→ Given instruction A
In the gaming year-in-review article, which two systems are said to have the most seamless approach to captures?

[START Text section]

Game On Stage 6 sees Rey Tiempo’s 2022 through screenshots, in-game and in real life

MANILA, PHILIPPINES — The previous year, 2022, was a big year for gaming. With massive console releases, much-anticipated game announcements, and other community news, gamers all over the world were gifted with exciting content all around. With this, our resident video game connoisseur Rey Tiempo‘s first piece for the new year looks back on 2022 through screenshots capturing key moments in-game and in real life. From personal favorites to industry stages, Rey wraps up the past year with a trip down memory lane, courtesy of the hundreds of shots stored in his devices.  

Some of the earliest, fondest memories I have related to video games are saved forever in the hard drive of my brain, like screenshots, readily accessible and organized in neat folders. I remember distinctly the smells of crowded arcades, the taste of hard-fought victories, the feel of new plastic cartridges, the rustle of pages filled with cheat codes and strategies. 

Somewhere along the way – as gaming technology advanced, as pixels multiplied exponentially, as graphics inched closer to reality, and most importantly as gaming culture evolved into the new social media – it became possible for video game screen moments to be stored in systems’ hard drive memories, and even shared for all the world to see (no smell or taste-capturing tech yet though, I’m looking at you game developers!)


Taking screenshots, captures, or screen recording has become such an integral part of gaming activity that systems have inevitably built the feature into controllers. With a touch of a dedicated Capture button, players can “screengrab” their proudest gaming moments, to be instantly shared on their social feeds. Each platform does it differently. But so far, Playstation and Xbox systems have the most seamless approach, with captures going straight to mobile devices; with the Switch, it takes a few steps; while with PC… well PC always does everything “master race”-fully.

In this year-ender feature, I will be accessing my systems’ neatly-organized screenshot/capture folders and will be reliving the memories and moments of what made 2022 another groundbreaking year for gaming!

[END Text section]
[START Provided information]

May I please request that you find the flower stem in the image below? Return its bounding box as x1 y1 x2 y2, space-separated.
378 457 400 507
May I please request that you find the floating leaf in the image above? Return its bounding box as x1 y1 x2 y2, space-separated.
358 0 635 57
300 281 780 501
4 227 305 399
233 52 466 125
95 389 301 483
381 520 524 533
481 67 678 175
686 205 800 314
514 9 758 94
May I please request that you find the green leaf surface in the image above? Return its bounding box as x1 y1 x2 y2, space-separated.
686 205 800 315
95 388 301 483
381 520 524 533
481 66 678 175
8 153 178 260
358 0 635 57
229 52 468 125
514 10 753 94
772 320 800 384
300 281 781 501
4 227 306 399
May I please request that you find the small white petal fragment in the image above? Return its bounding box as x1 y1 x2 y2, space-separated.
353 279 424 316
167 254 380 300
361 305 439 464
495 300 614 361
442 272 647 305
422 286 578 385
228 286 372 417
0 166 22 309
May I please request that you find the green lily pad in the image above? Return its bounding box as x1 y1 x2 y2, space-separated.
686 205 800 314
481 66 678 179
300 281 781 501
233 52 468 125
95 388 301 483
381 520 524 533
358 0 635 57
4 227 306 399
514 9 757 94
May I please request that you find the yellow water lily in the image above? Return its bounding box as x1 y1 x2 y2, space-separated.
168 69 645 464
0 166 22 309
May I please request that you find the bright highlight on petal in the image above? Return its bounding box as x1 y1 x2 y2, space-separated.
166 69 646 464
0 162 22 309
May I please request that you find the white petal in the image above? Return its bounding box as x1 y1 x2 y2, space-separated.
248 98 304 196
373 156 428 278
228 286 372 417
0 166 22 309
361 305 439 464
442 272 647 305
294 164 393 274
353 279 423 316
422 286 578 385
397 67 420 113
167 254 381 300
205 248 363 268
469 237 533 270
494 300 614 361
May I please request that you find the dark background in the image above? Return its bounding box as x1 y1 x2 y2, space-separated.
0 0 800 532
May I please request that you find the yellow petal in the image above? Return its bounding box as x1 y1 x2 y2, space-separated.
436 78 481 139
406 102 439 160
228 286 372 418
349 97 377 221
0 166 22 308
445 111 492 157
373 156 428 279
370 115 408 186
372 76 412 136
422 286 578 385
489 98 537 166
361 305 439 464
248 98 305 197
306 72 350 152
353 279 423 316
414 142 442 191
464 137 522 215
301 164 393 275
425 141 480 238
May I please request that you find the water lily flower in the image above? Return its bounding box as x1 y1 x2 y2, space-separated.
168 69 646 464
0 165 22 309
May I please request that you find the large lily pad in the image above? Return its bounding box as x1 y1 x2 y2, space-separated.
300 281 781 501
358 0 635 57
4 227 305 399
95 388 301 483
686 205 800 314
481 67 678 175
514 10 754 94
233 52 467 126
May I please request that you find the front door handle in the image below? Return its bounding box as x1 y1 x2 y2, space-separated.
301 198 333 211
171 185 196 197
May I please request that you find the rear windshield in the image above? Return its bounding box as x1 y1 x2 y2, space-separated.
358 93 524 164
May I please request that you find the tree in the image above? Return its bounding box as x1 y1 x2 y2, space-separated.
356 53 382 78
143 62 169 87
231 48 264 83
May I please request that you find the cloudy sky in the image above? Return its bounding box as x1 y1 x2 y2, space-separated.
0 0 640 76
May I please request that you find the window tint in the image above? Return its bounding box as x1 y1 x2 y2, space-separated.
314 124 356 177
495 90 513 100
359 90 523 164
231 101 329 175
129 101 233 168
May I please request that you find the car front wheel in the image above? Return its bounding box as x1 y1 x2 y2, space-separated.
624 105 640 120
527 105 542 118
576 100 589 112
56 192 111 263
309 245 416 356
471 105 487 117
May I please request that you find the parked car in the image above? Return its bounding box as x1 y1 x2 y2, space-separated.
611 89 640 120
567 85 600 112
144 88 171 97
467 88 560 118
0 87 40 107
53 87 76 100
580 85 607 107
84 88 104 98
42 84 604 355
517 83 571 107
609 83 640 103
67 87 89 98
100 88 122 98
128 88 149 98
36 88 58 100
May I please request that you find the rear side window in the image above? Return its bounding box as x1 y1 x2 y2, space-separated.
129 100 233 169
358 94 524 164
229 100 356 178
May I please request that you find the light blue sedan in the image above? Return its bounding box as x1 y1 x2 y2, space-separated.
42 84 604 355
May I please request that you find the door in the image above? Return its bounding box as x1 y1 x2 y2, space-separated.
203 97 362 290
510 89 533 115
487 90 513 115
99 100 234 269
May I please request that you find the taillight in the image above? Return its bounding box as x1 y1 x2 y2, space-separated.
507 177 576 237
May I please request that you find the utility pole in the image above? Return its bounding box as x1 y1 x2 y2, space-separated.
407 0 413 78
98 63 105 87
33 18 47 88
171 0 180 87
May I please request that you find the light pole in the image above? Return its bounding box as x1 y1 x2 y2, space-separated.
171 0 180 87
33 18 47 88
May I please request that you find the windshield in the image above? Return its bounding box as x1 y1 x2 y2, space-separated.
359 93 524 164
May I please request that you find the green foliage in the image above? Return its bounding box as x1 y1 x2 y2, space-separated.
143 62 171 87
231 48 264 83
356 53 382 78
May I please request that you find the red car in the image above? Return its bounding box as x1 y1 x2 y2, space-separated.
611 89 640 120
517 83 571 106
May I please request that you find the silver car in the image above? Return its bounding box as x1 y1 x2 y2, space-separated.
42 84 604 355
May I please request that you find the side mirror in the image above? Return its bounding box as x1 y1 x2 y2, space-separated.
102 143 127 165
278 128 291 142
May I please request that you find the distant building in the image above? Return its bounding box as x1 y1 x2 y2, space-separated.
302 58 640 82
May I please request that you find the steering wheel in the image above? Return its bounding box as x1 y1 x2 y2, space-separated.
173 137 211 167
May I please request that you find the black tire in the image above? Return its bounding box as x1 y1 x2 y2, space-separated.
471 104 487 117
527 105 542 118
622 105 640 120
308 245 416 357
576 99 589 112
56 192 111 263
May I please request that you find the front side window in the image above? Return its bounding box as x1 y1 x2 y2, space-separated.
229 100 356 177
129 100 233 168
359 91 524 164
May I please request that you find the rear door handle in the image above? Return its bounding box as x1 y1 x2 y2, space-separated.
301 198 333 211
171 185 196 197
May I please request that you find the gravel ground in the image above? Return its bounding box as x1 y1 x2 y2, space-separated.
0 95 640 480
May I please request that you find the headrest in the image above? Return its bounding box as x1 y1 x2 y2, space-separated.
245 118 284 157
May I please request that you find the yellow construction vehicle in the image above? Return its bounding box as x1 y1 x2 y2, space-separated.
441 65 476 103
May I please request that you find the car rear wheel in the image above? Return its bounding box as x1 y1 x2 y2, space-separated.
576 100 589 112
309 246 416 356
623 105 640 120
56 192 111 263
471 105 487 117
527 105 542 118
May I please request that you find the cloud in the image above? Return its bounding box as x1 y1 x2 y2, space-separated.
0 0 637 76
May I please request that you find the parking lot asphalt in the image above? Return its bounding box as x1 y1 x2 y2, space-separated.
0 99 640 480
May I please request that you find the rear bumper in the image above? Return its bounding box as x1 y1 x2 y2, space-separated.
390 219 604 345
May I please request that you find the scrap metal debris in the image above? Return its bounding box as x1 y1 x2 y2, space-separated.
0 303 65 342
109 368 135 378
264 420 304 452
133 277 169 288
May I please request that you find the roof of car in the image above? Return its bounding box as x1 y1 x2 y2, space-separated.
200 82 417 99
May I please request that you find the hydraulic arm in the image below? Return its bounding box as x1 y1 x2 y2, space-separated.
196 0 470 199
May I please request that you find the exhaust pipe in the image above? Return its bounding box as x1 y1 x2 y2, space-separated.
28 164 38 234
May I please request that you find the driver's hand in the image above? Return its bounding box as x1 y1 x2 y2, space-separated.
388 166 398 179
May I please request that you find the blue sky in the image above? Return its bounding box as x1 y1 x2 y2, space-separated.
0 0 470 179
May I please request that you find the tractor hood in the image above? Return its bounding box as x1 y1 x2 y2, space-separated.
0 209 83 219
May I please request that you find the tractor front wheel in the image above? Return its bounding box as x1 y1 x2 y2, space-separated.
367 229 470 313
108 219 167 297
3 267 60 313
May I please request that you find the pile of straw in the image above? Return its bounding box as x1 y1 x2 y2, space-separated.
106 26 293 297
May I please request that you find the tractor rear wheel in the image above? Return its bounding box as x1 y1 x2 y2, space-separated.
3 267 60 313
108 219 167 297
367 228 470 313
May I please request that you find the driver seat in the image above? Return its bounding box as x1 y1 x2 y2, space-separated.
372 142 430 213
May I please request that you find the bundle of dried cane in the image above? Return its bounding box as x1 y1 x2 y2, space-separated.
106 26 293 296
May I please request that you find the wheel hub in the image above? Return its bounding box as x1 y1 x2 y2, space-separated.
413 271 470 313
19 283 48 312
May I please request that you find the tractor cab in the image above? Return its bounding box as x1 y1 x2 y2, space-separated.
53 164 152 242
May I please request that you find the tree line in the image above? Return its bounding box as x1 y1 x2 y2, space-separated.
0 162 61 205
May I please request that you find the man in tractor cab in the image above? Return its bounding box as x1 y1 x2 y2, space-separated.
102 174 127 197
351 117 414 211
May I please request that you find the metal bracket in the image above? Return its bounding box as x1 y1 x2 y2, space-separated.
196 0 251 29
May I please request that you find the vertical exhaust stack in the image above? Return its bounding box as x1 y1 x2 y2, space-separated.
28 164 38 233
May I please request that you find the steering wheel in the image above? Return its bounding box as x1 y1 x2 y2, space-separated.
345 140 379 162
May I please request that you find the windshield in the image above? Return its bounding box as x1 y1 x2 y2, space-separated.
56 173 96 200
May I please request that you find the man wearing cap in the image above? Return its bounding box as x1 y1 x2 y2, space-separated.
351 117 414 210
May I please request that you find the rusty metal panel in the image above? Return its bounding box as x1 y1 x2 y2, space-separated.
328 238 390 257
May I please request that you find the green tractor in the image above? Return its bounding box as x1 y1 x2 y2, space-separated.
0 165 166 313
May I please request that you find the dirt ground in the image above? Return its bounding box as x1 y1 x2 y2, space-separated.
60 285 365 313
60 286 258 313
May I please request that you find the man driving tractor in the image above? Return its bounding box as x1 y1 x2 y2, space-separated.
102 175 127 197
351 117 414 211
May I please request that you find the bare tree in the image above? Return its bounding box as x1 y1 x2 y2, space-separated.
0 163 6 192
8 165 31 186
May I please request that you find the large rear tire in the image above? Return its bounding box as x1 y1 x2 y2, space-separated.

[END Provided information]

→ Given instruction B
Lay out the rows from the first one through the line containing "514 9 758 94" as a JSON list of strings, one string per line, with blank lines left out.

→ Full output A
Playstation and Xbox

→ Full output B
[
  "May I please request that you find the flower stem in the image below? Return its bounding box as x1 y1 x2 y2, space-separated.",
  "378 457 400 507",
  "May I please request that you find the floating leaf in the image above? Return its bounding box as x1 y1 x2 y2, space-separated.",
  "358 0 635 57",
  "300 281 780 501",
  "4 227 305 399",
  "233 52 466 125",
  "95 389 301 483",
  "381 520 524 533",
  "481 67 678 175",
  "686 205 800 314",
  "514 9 758 94"
]